-- START STORED RECORDS --

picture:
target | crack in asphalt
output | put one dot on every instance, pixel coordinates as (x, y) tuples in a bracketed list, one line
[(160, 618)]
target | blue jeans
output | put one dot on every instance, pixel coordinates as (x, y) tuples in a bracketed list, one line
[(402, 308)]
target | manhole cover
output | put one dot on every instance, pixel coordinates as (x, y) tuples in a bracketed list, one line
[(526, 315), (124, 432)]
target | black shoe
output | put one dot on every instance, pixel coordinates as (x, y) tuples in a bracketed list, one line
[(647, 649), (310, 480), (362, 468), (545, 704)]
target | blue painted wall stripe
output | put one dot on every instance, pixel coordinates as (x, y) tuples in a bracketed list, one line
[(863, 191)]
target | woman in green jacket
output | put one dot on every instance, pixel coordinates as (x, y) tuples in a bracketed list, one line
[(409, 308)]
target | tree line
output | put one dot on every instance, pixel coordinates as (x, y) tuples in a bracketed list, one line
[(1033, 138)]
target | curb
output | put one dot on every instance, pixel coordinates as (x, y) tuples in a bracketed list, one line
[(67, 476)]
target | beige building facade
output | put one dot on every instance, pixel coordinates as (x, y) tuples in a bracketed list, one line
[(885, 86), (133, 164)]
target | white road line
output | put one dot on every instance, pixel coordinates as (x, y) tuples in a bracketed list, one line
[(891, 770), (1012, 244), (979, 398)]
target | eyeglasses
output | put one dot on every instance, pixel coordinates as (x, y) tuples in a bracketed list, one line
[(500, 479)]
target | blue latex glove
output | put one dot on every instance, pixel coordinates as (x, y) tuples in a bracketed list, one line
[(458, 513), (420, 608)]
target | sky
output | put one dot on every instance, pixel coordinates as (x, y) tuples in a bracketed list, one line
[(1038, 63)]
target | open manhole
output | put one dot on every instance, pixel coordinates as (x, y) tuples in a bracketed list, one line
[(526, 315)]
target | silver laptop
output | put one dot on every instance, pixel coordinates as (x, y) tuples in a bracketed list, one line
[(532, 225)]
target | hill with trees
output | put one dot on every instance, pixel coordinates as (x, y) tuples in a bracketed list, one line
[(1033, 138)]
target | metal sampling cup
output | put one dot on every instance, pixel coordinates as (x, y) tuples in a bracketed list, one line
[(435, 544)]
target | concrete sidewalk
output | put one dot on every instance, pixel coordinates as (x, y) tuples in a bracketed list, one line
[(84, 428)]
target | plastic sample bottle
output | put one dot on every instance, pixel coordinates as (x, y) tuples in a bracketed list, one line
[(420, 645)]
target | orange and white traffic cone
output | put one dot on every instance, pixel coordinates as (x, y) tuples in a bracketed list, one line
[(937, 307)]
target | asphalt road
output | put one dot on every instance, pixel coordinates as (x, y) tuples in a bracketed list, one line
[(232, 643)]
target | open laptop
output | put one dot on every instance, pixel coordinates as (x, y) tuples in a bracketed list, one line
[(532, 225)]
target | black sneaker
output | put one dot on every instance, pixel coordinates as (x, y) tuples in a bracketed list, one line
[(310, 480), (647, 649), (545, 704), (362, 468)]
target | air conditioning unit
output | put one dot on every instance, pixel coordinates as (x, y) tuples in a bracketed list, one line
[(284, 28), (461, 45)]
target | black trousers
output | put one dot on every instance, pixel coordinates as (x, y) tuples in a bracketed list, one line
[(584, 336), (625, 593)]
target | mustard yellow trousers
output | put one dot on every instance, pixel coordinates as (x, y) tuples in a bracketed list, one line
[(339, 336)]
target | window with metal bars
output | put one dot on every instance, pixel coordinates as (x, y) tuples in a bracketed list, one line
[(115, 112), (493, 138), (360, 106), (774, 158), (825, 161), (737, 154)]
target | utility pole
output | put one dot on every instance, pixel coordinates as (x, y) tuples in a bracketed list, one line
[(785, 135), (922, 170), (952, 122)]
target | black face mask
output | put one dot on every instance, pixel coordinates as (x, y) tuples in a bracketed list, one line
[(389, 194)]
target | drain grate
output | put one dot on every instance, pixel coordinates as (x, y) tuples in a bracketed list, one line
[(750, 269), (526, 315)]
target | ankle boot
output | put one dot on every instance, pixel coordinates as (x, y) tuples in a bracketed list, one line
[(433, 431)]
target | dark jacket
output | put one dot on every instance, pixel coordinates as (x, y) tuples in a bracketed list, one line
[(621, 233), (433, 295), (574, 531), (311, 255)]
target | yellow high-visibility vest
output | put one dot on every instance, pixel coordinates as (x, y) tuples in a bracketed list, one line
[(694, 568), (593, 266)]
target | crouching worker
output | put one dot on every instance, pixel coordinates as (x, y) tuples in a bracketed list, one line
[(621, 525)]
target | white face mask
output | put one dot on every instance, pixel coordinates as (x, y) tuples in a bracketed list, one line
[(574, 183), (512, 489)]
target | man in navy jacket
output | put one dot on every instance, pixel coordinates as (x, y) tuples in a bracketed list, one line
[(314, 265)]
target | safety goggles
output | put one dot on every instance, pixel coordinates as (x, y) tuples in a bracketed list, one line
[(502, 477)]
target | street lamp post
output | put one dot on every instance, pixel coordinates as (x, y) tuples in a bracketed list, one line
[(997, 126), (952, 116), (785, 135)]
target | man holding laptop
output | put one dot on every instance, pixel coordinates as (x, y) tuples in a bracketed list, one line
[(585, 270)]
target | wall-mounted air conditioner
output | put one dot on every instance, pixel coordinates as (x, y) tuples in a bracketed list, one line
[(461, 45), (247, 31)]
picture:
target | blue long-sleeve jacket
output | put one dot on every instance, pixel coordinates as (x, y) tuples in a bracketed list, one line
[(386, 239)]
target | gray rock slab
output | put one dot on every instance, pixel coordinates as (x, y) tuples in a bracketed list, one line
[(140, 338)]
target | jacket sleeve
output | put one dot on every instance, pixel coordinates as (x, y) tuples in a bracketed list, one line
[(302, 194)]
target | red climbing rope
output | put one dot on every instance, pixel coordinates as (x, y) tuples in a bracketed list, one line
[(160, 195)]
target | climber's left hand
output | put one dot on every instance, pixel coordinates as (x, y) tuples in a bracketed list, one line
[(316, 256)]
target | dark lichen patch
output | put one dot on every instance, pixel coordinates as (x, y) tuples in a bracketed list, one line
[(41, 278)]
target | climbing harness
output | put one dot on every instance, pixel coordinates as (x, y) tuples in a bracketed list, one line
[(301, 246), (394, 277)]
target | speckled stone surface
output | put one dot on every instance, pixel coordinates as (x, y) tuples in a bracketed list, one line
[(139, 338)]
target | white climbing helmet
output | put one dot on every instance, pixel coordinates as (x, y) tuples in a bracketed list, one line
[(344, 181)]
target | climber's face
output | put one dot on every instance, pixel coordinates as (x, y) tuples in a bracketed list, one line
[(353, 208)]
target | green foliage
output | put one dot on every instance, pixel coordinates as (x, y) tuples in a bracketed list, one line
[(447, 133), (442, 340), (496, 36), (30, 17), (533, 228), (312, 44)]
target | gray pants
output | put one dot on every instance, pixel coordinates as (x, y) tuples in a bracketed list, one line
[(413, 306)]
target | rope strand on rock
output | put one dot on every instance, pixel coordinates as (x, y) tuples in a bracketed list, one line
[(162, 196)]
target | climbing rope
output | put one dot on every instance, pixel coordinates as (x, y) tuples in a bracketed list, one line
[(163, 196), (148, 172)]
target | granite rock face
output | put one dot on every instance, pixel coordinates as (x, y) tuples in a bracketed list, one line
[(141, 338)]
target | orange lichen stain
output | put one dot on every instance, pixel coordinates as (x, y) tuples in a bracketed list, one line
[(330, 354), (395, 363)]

-- END STORED RECORDS --

WRITTEN REQUEST:
Express all the entries above as a JSON list of strings, with one string for each line and blank lines left out.

ANSWER IN FULL:
[
  "picture:",
  "target | crack in asphalt",
  "output | put one dot on every instance, pixel coordinates as (x, y) tuples in a bracketed list, one line",
  "[(160, 618)]",
  "target | blue jeans",
  "output | put one dot on every instance, pixel coordinates as (x, y) tuples in a bracketed list, one line",
  "[(402, 308)]",
  "target | manhole cover",
  "output | put one dot on every instance, pixel coordinates as (x, y) tuples in a bracketed list, one line",
  "[(526, 315), (124, 432)]",
  "target | black shoe",
  "output | put one dot on every instance, pixel coordinates as (x, y) tuples in a bracketed list, one line",
  "[(647, 649), (310, 480), (362, 468), (545, 704)]",
  "target | blue painted wall stripe",
  "output | put one dot on every instance, pixel coordinates as (x, y) tuples in a bracketed list, one line",
  "[(863, 191)]",
  "target | woman in green jacket",
  "output | put one dot on every instance, pixel coordinates as (x, y) tuples in a bracketed list, one line",
  "[(409, 308)]",
  "target | tree line",
  "output | put one dot on every instance, pixel coordinates as (x, y) tuples in a bracketed list, one line",
  "[(1033, 138)]",
  "target | curb",
  "output | put one dot on every instance, pixel coordinates as (x, y) tuples in a bracketed list, one line",
  "[(67, 476)]",
  "target | beige building facade",
  "output | put one dot on every instance, pixel coordinates as (x, y) tuples in a bracketed list, one line",
  "[(885, 86), (133, 164)]",
  "target | white road line",
  "output | put one dot on every instance, pixel coordinates as (x, y) tuples in a bracketed list, one line",
  "[(891, 770), (1012, 244), (979, 398)]",
  "target | eyeglasses",
  "output | put one dot on every instance, pixel coordinates as (x, y) tuples in a bracketed list, one line",
  "[(500, 479)]",
  "target | blue latex glove",
  "output | put one dot on every instance, pixel coordinates as (x, y) tuples in a bracketed list, one line",
  "[(458, 513), (420, 608)]",
  "target | sky",
  "output | put one dot on every instance, pixel coordinates as (x, y) tuples in a bracketed list, one line",
  "[(1038, 63)]",
  "target | open manhole",
  "output | put one dot on every instance, pixel coordinates as (x, y) tuples in a bracketed list, one line",
  "[(526, 315)]",
  "target | silver laptop",
  "output | put one dot on every instance, pixel coordinates as (x, y) tuples in a bracketed list, one line",
  "[(532, 225)]",
  "target | hill with trees",
  "output | put one dot on every instance, pixel coordinates as (x, y) tuples in a bracketed list, one line",
  "[(1033, 138)]",
  "target | metal sampling cup",
  "output | put one dot on every instance, pixel coordinates as (x, y) tuples in a bracketed list, one line",
  "[(435, 544)]",
  "target | concrete sidewalk",
  "output | put one dot on every instance, pixel coordinates as (x, y) tuples in a bracketed list, one line",
  "[(84, 428)]",
  "target | plastic sample bottle",
  "output | put one dot on every instance, pixel coordinates as (x, y) tuples in a bracketed list, one line",
  "[(420, 645)]",
  "target | orange and white traffic cone",
  "output | put one dot on every instance, pixel coordinates as (x, y) tuples in a bracketed list, one line",
  "[(937, 307)]",
  "target | asphalt road",
  "output | put one dot on every instance, pixel coordinates as (x, y) tuples in a bracketed list, one line",
  "[(232, 643)]",
  "target | open laptop",
  "output | put one dot on every instance, pixel coordinates as (x, y) tuples in a bracketed list, one line",
  "[(532, 225)]",
  "target | black sneaker",
  "output | put one dot on every instance, pixel coordinates as (x, y) tuples in a bracketed list, one line",
  "[(310, 480), (647, 649), (545, 704), (362, 468)]",
  "target | air conditioning unit",
  "output | put one dot on every instance, pixel coordinates as (x, y) tuples in a bracketed list, one line",
  "[(284, 28), (461, 45)]",
  "target | black trousers",
  "output | put one dot on every instance, pixel coordinates as (x, y) tuples in a bracketed list, one line",
  "[(584, 336), (625, 593)]",
  "target | mustard yellow trousers",
  "output | put one dot on every instance, pixel coordinates as (x, y) tuples in a bracketed list, one line",
  "[(339, 336)]",
  "target | window with metal bars",
  "output | put one dot on every instance, pixel coordinates as (x, y) tuples in a bracketed list, one line",
  "[(115, 112), (493, 138), (360, 106), (774, 158), (825, 161), (737, 154)]",
  "target | utility pole",
  "output | put one dot on every instance, pixel coordinates as (x, y) tuples in a bracketed list, one line",
  "[(785, 135), (922, 170), (952, 122)]",
  "target | black face mask",
  "output | put one dot on every instance, pixel coordinates as (x, y) tuples in a bracketed list, one line",
  "[(389, 194)]",
  "target | drain grate",
  "output | put one dot on every instance, pixel coordinates as (x, y) tuples in a bracketed list, one line",
  "[(750, 269), (526, 315)]",
  "target | ankle boot",
  "output | put one dot on every instance, pixel coordinates as (x, y) tuples in a bracketed list, one line",
  "[(433, 431)]",
  "target | dark jacket",
  "output | put one dot on every instance, pixel coordinates as (x, y) tuples in a bracketed list, one line",
  "[(621, 233), (433, 295), (574, 531), (311, 255)]",
  "target | yellow high-visibility vest",
  "output | put one dot on every instance, pixel coordinates as (x, y) tuples in a bracketed list, one line",
  "[(694, 568), (593, 266)]",
  "target | crouching worker",
  "output | put one dot on every instance, pixel coordinates as (x, y) tuples in a bracketed list, one line",
  "[(621, 525)]",
  "target | white face mask",
  "output | put one dot on every instance, pixel coordinates as (x, y) tuples in a bracketed list, one line",
  "[(574, 183), (512, 489)]",
  "target | man in navy jacket",
  "output | put one dot on every instance, pixel coordinates as (x, y) tuples in a bracketed list, one line",
  "[(314, 265)]",
  "target | safety goggles",
  "output | put one dot on every instance, pixel coordinates as (x, y) tuples in a bracketed list, one line",
  "[(502, 477)]",
  "target | street lamp post",
  "output | put one dot on every instance, pixel coordinates as (x, y) tuples in a bracketed list, one line",
  "[(997, 126), (952, 116), (785, 135)]",
  "target | man holding laptop",
  "output | put one dot on every instance, pixel coordinates as (x, y) tuples in a bracketed list, one line",
  "[(585, 270)]",
  "target | wall-mounted air conditioner",
  "output | put one dot on every instance, pixel coordinates as (x, y) tuples in a bracketed list, one line",
  "[(461, 45), (247, 31)]",
  "picture:",
  "target | blue long-sleeve jacket",
  "output | put one dot on every instance, pixel coordinates as (x, y) tuples in a bracketed list, one line",
  "[(386, 239)]",
  "target | gray rock slab",
  "output | put one dot on every instance, pixel coordinates as (x, y) tuples in a bracketed list, one line",
  "[(140, 338)]",
  "target | jacket sleeve",
  "output | put one dot on every instance, pixel coordinates as (x, y) tuples in a bracketed list, one line",
  "[(302, 194)]",
  "target | red climbing rope",
  "output | put one dot on every instance, pixel coordinates as (x, y) tuples in a bracketed list, one line",
  "[(160, 195)]",
  "target | climber's left hand",
  "output | put one dot on every instance, pixel coordinates as (x, y) tuples in a bracketed list, one line",
  "[(316, 256)]",
  "target | dark lichen patch",
  "output | put one dot on every instance, pixel coordinates as (x, y) tuples in a bracketed list, one line",
  "[(41, 278)]",
  "target | climbing harness",
  "output | put one dot on every instance, pixel coordinates as (x, y) tuples in a bracketed list, one line",
  "[(301, 246), (394, 277)]",
  "target | speckled stone surface",
  "output | put one dot on every instance, pixel coordinates as (x, y) tuples in a bracketed list, one line",
  "[(139, 338)]",
  "target | white climbing helmet",
  "output | put one dot on every instance, pixel coordinates as (x, y) tuples in a bracketed list, one line",
  "[(344, 181)]",
  "target | climber's face",
  "output | put one dot on every instance, pixel coordinates as (x, y) tuples in a bracketed list, one line",
  "[(353, 208)]",
  "target | green foliage",
  "output | put one dot on every instance, pixel coordinates as (x, y) tuples in a bracketed list, one line",
  "[(447, 133), (442, 340), (496, 36), (30, 17), (533, 228), (312, 44)]",
  "target | gray pants",
  "output | put one dot on every instance, pixel coordinates as (x, y) tuples in a bracketed list, one line",
  "[(413, 306)]",
  "target | rope strand on rock",
  "output | put one dot on every instance, pixel coordinates as (x, y) tuples in a bracketed list, one line",
  "[(162, 196)]",
  "target | climbing rope",
  "output | put one dot on every instance, pixel coordinates as (x, y) tuples in a bracketed list, one line",
  "[(163, 196), (148, 172)]",
  "target | granite rock face",
  "output | put one dot on every instance, pixel coordinates as (x, y) tuples in a bracketed list, one line",
  "[(141, 338)]",
  "target | orange lichen stain",
  "output | put one dot on every instance, pixel coordinates as (x, y) tuples in a bracketed list, one line",
  "[(330, 354), (395, 363)]"
]